Exercise text section start
HH: The unlikeliest presidential candidate in 2016 was in fact a brain surgeon, and one of the most admired brain surgeons in America, Dr. Ben Carson. Dr. Carson, of course, didn’t receive the nomination, but he did forge a friendship with President Trump. And when asked to serve, he agreed to helm the Department of Housing and Urban Development. Dr. Carson, thank you for joining me.
BC: Thank you.
HH: Very quickly, you’ve gone to the front of the emergency response team to Houston. You’ve been down there to Houston. You’re now working on Florida. But take us back to Harvey and the aftermath. What did you see and how did it encourage your or discourage you about America?
BC: Well, I think probably the thing that was most impressive when I drove up to the convention center where they were housing a lot of hurricane refugees, there were signs up that said please, no more donations. We can’t handle any more. And when you went in there, just so much stuff, it was amazing, and volunteers, people coming out, but also in some of the neighborhoods that we were able to get into and just see all the stacks of debris in front of people’s houses, but that they were helping each other. Neighbors were going and we’re going to do this house, then we’re going to do and do this house. And that spirit of cooperation is wonderful, particularly in light of the division that we’ve seen in the country recently, because that’s now who we are.
HH: Do you think that division is overstated? I mean, the media loves…
BC: Oh, it’s not overstated, no.
HH: It’s not overstated?
BC: No, I mean, it, there really is a lot of division in this country, but it’s not because the people are bad people. It’s because people are stoking the fires. You know, somebody said something, and oh, do you hear that they say? You know, remember when you were in school in the third grade on the playground, and everybody was having a peaceful time, and then somebody would come up and say did you hear what he said about your momma? You know, that kind of thing is stoking the flames.
HH: Well, when you see a Harvey response, the response to Florida, the response to any kind of disaster, it makes me recall that the American people are generous and good.
HH: And that genuinely generous and good. You’re a man of faith. Do you believe that that faith animates most of that generosity?
Exercise text section end
Data section section start
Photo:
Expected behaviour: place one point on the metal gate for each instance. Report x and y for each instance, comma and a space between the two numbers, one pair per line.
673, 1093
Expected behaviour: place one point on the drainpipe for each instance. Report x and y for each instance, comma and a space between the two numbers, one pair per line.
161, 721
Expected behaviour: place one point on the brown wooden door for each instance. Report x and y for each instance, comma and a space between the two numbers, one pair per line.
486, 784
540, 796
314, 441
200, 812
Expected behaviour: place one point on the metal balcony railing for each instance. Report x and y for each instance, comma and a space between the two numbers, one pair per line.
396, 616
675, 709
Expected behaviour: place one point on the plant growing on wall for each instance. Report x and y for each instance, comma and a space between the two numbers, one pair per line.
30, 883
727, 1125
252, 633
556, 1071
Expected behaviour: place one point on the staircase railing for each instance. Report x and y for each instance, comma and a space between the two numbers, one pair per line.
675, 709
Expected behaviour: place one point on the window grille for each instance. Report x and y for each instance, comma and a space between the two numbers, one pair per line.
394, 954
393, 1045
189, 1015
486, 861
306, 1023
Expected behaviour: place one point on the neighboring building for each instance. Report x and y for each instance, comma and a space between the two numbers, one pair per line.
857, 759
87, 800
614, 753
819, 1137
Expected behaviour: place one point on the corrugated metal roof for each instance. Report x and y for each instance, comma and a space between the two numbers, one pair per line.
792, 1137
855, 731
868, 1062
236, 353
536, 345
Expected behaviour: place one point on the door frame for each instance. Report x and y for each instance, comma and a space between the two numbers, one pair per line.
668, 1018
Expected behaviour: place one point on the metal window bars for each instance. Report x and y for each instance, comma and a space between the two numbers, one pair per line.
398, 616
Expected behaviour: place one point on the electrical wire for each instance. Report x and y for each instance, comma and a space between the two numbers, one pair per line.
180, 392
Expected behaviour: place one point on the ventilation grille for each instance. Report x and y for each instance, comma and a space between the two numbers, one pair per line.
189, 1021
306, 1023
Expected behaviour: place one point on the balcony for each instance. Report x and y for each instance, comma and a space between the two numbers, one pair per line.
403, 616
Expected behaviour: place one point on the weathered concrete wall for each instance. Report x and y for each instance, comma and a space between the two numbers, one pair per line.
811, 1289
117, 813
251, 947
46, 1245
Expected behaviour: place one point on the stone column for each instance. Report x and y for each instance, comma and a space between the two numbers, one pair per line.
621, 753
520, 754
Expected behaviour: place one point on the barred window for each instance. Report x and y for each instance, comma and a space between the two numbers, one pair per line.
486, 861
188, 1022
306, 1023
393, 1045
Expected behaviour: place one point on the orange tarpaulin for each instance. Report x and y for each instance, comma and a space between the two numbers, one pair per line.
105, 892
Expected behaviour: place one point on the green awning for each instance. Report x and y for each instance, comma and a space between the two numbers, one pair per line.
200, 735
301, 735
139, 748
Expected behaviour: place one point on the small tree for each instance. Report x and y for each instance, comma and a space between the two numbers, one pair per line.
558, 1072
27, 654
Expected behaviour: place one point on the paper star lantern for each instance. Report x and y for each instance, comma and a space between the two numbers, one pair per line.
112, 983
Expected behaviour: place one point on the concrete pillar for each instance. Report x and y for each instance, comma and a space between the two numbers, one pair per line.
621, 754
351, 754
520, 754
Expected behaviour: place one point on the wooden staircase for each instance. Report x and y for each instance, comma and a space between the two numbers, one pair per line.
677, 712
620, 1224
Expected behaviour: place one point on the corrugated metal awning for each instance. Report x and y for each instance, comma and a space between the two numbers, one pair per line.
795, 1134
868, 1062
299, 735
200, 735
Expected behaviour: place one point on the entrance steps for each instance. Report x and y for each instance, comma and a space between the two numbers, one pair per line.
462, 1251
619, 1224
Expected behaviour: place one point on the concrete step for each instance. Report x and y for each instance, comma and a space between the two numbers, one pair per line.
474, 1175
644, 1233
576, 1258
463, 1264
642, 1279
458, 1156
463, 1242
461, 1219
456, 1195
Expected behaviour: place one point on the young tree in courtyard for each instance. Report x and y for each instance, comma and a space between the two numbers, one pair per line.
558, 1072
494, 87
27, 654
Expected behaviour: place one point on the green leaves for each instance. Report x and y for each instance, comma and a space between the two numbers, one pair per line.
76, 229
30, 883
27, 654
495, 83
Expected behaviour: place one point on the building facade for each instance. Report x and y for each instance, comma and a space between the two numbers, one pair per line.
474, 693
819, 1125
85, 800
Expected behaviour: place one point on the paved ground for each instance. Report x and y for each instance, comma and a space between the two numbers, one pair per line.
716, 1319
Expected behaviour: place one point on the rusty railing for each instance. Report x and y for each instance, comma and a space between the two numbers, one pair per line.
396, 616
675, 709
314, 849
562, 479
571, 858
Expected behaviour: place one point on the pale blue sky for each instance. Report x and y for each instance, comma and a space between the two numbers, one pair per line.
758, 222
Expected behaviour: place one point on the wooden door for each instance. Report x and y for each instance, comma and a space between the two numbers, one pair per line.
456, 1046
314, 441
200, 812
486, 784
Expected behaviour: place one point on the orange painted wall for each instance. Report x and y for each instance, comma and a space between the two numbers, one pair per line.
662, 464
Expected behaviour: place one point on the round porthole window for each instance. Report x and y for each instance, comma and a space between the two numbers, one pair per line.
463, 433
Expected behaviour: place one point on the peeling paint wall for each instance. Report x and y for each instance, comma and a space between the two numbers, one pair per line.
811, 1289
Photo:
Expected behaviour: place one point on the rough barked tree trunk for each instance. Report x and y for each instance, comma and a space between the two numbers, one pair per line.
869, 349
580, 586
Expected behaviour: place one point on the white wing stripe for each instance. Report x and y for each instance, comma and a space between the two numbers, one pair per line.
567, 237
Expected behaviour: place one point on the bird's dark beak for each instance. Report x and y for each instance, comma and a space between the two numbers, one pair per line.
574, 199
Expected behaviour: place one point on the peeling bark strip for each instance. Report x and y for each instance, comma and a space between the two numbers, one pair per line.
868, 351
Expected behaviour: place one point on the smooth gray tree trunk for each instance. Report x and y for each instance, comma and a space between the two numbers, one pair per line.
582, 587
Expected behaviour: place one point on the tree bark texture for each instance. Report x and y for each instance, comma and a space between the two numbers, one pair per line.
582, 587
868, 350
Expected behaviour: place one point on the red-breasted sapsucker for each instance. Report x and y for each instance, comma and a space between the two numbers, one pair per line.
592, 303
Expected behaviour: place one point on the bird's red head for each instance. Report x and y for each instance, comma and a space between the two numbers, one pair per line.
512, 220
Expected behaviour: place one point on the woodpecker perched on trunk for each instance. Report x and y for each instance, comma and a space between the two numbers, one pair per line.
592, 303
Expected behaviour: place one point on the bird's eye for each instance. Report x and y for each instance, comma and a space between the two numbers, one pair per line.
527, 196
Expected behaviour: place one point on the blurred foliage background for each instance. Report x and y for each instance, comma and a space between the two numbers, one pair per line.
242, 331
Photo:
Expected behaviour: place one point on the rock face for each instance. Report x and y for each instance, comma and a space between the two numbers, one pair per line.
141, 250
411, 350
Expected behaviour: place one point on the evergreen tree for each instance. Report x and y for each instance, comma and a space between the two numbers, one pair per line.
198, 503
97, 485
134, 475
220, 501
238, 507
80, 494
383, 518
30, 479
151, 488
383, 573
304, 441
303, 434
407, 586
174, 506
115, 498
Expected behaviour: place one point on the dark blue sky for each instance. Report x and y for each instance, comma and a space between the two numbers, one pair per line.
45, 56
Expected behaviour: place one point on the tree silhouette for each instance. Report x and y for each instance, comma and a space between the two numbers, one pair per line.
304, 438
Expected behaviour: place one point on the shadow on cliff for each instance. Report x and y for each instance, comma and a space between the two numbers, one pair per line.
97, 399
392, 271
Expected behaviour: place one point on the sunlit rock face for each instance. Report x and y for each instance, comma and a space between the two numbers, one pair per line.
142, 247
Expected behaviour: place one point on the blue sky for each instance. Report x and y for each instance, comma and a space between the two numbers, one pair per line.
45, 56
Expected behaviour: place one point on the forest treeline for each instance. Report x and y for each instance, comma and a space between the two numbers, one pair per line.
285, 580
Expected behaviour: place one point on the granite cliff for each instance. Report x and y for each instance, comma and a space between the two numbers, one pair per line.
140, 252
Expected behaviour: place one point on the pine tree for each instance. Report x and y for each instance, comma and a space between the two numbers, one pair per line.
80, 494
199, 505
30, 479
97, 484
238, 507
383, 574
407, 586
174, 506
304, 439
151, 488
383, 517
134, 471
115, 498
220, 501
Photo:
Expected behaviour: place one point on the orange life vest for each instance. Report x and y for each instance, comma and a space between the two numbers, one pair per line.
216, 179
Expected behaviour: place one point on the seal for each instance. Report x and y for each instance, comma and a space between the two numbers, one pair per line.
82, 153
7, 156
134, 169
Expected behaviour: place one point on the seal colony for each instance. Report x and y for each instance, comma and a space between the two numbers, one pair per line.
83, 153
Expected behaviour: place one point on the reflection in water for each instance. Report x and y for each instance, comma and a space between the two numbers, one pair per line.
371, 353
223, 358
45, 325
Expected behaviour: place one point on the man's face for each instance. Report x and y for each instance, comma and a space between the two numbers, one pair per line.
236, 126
Data section section end
• _Parts of the exercise_
1. In the interview, which department did Dr. Carson agree to lead?
2. Reproduce word for word the stretch of the interview from "BC: Well, I" through "who we are.".

• _Solutions per task_
1. The Department of Housing and Urban Development.

2.
BC: Well, I think probably the thing that was most impressive when I drove up to the convention center where they were housing a lot of hurricane refugees, there were signs up that said please, no more donations. We can’t handle any more. And when you went in there, just so much stuff, it was amazing, and volunteers, people coming out, but also in some of the neighborhoods that we were able to get into and just see all the stacks of debris in front of people’s houses, but that they were helping each other. Neighbors were going and we’re going to do this house, then we’re going to do and do this house. And that spirit of cooperation is wonderful, particularly in light of the division that we’ve seen in the country recently, because that’s now who we are.